Your objective — Reproduce the material in full, unchanged.

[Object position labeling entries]

---+---

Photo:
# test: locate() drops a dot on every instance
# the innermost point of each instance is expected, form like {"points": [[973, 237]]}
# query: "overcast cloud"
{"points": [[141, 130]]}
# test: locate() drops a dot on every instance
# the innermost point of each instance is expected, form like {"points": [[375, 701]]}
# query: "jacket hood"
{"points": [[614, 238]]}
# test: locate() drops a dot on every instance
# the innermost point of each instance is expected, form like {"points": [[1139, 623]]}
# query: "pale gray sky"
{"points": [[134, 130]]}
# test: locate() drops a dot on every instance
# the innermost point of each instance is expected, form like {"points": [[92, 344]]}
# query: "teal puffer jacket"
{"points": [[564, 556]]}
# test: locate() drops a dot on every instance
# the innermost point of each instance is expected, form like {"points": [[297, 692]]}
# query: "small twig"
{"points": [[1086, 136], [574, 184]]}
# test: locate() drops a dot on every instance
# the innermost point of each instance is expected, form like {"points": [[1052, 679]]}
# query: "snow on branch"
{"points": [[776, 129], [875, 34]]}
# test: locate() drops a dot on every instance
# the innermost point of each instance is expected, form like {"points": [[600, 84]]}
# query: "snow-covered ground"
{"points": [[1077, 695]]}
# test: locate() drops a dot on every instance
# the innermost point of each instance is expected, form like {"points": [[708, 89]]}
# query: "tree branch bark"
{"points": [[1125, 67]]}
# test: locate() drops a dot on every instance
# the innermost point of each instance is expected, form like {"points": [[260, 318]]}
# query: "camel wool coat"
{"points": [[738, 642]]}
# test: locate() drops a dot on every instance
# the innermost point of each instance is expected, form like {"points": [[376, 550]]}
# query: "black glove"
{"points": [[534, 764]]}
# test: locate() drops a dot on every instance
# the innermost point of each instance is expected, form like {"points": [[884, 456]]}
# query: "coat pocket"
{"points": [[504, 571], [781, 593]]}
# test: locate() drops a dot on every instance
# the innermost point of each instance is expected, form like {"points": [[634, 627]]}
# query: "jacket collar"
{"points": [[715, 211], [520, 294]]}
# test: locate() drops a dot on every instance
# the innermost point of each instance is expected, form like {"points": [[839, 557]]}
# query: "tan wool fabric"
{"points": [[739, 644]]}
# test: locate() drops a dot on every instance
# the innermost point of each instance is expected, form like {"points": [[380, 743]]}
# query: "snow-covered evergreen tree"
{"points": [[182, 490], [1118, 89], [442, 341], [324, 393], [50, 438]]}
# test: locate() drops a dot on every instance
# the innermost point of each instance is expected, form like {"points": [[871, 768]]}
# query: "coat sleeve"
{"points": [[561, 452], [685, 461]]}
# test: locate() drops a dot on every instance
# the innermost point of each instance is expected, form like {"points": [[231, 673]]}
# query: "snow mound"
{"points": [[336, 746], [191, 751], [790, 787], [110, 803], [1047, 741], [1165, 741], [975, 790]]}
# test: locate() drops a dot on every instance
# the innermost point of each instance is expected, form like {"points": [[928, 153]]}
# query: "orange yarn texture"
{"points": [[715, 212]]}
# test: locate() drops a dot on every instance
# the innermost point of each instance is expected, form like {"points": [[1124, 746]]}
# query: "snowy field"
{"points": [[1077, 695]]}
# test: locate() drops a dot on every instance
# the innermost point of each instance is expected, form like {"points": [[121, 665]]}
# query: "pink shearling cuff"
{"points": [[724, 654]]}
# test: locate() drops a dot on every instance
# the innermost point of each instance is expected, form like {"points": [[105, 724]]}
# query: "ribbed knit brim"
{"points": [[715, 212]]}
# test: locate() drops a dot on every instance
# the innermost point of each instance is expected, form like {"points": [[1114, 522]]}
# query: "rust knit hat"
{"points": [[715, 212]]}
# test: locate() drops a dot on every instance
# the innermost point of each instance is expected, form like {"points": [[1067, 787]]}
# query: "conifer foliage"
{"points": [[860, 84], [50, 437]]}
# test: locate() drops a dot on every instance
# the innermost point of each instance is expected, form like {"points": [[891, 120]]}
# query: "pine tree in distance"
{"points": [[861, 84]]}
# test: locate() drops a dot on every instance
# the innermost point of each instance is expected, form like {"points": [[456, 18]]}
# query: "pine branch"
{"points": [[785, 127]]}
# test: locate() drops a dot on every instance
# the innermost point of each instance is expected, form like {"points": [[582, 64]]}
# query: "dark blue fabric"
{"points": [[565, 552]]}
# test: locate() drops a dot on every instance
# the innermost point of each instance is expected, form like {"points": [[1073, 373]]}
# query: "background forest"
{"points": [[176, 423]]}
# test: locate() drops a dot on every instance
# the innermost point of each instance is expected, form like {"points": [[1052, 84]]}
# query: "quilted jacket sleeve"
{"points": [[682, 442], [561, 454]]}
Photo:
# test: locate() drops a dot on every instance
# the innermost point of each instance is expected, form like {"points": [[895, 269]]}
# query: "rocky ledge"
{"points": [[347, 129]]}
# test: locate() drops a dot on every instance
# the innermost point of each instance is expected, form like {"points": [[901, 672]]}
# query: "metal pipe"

---+---

Output below —
Photo:
# test: locate() drops a dot on every instance
# the innermost point of each instance is expected, form like {"points": [[973, 237]]}
# query: "overcast cloud"
{"points": [[141, 130]]}
# test: locate() drops a dot on every instance
# the innermost point of each instance is expected, form like {"points": [[375, 701]]}
# query: "jacket hood"
{"points": [[614, 238]]}
# test: locate() drops a dot on every instance
# the innermost point of each instance is expected, form like {"points": [[1139, 623]]}
# query: "pale gray sky"
{"points": [[134, 130]]}
# test: locate() drops a dot on every instance
# the innermost point of each instance is expected, form like {"points": [[92, 344]]}
# query: "teal puffer jacket"
{"points": [[564, 556]]}
# test: locate() drops a dot on every instance
# the innermost point of each instance is expected, form like {"points": [[297, 692]]}
# query: "small twig"
{"points": [[1086, 136], [574, 184]]}
# test: locate() drops a dot on every instance
# the innermost point of each instance is expected, form like {"points": [[1052, 679]]}
# query: "snow on branch"
{"points": [[776, 129], [875, 34]]}
# test: locate() drops a dot on every instance
# the innermost point of each instance is expected, form like {"points": [[600, 84]]}
# query: "snow-covered ground"
{"points": [[1077, 695]]}
# test: locate() drops a dot on every instance
# the innermost point of each instance is expected, form like {"points": [[708, 89]]}
# query: "tree branch bark"
{"points": [[1125, 67]]}
# test: locate() drops a dot on every instance
# the innermost point of each instance is expected, form like {"points": [[260, 318]]}
# query: "camel wool coat"
{"points": [[738, 642]]}
# test: locate() drops a dot on every instance
# the innermost point of each instance is expected, form like {"points": [[376, 550]]}
# query: "black glove"
{"points": [[534, 764]]}
# test: locate() drops a dot on every instance
# the innermost point of each instance is expected, form like {"points": [[884, 456]]}
# query: "coat pocket"
{"points": [[504, 571], [781, 593]]}
# test: locate() drops a dot on every instance
# the innermost point of each instance is expected, form like {"points": [[634, 627]]}
# query: "jacket collar"
{"points": [[715, 211], [520, 294]]}
# test: locate() drops a dot on every instance
# the innermost point of each instance is expected, form like {"points": [[839, 557]]}
# query: "tan wool fabric"
{"points": [[739, 644]]}
# test: locate() drops a dot on every instance
# the innermost point of each instance is expected, form like {"points": [[380, 743]]}
# query: "snow-covered evergreen tree"
{"points": [[182, 490], [1118, 89], [442, 341], [324, 393], [50, 438]]}
# test: locate() drops a dot on every instance
# the innermost point of each instance is expected, form like {"points": [[871, 768]]}
# query: "coat sleeve"
{"points": [[561, 452], [685, 461]]}
# test: locate() drops a dot on every instance
# the innermost point of each instance is expected, form like {"points": [[231, 673]]}
# query: "snow mound"
{"points": [[336, 746], [191, 751], [790, 787], [110, 803], [1047, 741], [1165, 741], [975, 790]]}
# test: locate() drops a dot on every instance
# the innermost point of each instance is expected, form like {"points": [[928, 153]]}
# query: "orange yarn texture"
{"points": [[715, 212]]}
# test: locate() drops a dot on every instance
# the innermost point of each instance is expected, form like {"points": [[1124, 746]]}
# query: "snowy field"
{"points": [[1077, 695]]}
# test: locate() drops a dot on every instance
# the innermost point of each instance is expected, form like {"points": [[121, 665]]}
# query: "pink shearling cuff"
{"points": [[724, 654]]}
# test: locate() drops a dot on every instance
# the innermost point of each instance is expected, form like {"points": [[105, 724]]}
# query: "ribbed knit brim"
{"points": [[715, 212]]}
# test: locate() drops a dot on every instance
# the innermost point of each instance is expected, form like {"points": [[1114, 522]]}
# query: "rust knit hat"
{"points": [[715, 212]]}
# test: locate() drops a dot on every instance
# the innermost point of each instance is expected, form like {"points": [[1067, 787]]}
# query: "conifer foliage"
{"points": [[860, 84], [50, 437]]}
# test: locate() drops a dot on every instance
# the innermost point of each instance is expected, form like {"points": [[891, 120]]}
# query: "pine tree in distance"
{"points": [[861, 84]]}
# test: locate() drops a dot on every instance
# the innermost point of each instance is expected, form like {"points": [[456, 18]]}
# query: "pine branch"
{"points": [[785, 127]]}
# test: locate() drops a dot on every instance
# the innermost point of each instance is expected, form like {"points": [[582, 64]]}
# query: "dark blue fabric"
{"points": [[565, 552]]}
# test: locate() drops a dot on every instance
# the innermost point of each instance is expected, form like {"points": [[1073, 373]]}
# query: "background forest"
{"points": [[176, 423]]}
# test: locate() drops a dot on every instance
# the innermost point of each instance is expected, form like {"points": [[1052, 84]]}
# query: "quilted jacket sleeve"
{"points": [[682, 442], [561, 454]]}
Photo:
# test: locate() drops a dot on every instance
# the innermost point of each instance is expected, form like {"points": [[895, 269]]}
# query: "rocky ledge"
{"points": [[347, 129]]}
# test: locate() drops a dot on every instance
# the innermost point of each instance is expected, form like {"points": [[901, 672]]}
# query: "metal pipe"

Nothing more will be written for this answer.